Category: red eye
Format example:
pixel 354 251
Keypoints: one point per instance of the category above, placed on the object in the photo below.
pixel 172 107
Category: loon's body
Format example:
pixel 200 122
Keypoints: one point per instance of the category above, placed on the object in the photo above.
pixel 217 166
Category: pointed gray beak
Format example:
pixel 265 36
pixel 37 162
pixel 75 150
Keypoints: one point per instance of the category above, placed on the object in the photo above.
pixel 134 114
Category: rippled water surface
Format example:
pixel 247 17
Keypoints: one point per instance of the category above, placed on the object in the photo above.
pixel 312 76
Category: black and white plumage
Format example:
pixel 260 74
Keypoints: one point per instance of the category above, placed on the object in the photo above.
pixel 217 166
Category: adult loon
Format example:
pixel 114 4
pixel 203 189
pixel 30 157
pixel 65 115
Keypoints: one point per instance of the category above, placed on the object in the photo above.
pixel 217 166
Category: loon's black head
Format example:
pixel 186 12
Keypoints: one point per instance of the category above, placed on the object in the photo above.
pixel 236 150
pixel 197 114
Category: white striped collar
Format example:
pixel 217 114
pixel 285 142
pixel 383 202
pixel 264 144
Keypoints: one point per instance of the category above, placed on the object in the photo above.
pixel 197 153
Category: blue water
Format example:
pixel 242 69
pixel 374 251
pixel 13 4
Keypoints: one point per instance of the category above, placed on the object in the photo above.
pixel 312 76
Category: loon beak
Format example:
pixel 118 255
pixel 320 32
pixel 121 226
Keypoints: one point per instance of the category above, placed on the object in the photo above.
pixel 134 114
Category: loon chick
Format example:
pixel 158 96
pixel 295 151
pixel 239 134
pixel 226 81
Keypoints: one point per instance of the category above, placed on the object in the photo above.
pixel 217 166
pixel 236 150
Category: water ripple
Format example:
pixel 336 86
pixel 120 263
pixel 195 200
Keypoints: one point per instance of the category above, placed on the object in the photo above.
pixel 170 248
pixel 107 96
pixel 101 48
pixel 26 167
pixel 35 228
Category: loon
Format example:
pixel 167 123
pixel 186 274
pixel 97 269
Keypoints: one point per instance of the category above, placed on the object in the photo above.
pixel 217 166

════════════════

THE PROBLEM:
Copy every item above verbatim, line for line, with no changes.

COMPLETE ANSWER:
Category: red eye
Format example:
pixel 354 251
Keypoints: one point per instance of the category above, placed on the object in the photo below.
pixel 172 107
Category: loon's body
Format example:
pixel 200 122
Keypoints: one point per instance of the category above, placed on the object in the photo above.
pixel 217 166
Category: pointed gray beak
Format example:
pixel 265 36
pixel 37 162
pixel 75 150
Keypoints: one point per instance of the category above, placed on the object in the photo above.
pixel 134 114
Category: rippled water surface
Format example:
pixel 247 17
Keypoints: one point per instance of the category above, placed on the object in the photo above.
pixel 312 76
Category: black and white plumage
Format example:
pixel 260 74
Keypoints: one point per instance of the category above, placed on the object in the photo above.
pixel 217 166
Category: adult loon
Format example:
pixel 114 4
pixel 203 189
pixel 30 157
pixel 65 115
Keypoints: one point per instance of the category above, placed on the object in the photo above.
pixel 217 166
Category: loon's black head
Format example:
pixel 186 12
Keypoints: one point per instance of the category above, placed on the object in the photo above.
pixel 236 150
pixel 197 114
Category: white striped collar
Format example:
pixel 217 114
pixel 285 142
pixel 383 202
pixel 264 144
Keypoints: one point per instance of the category above, placed on the object in the photo above.
pixel 197 153
Category: blue water
Format example:
pixel 242 69
pixel 374 251
pixel 13 4
Keypoints: one point per instance of the category above, placed on the object in the photo above.
pixel 312 76
Category: loon beak
Format example:
pixel 118 255
pixel 320 32
pixel 121 226
Keypoints: one point per instance of the category above, placed on the object in the photo above.
pixel 134 114
Category: loon chick
Format example:
pixel 158 96
pixel 295 151
pixel 239 134
pixel 226 81
Keypoints: one point per instance of the category above, placed on the object in the photo above.
pixel 217 166
pixel 236 150
Category: water ripple
Format example:
pixel 336 86
pixel 120 263
pixel 195 200
Keypoints: one point per instance of the category above, placed on the object in the photo above.
pixel 170 248
pixel 107 96
pixel 101 48
pixel 26 167
pixel 35 228
Category: loon
Format example:
pixel 167 123
pixel 186 274
pixel 97 269
Keypoints: one point per instance of the category above, placed on the object in the photo above.
pixel 217 166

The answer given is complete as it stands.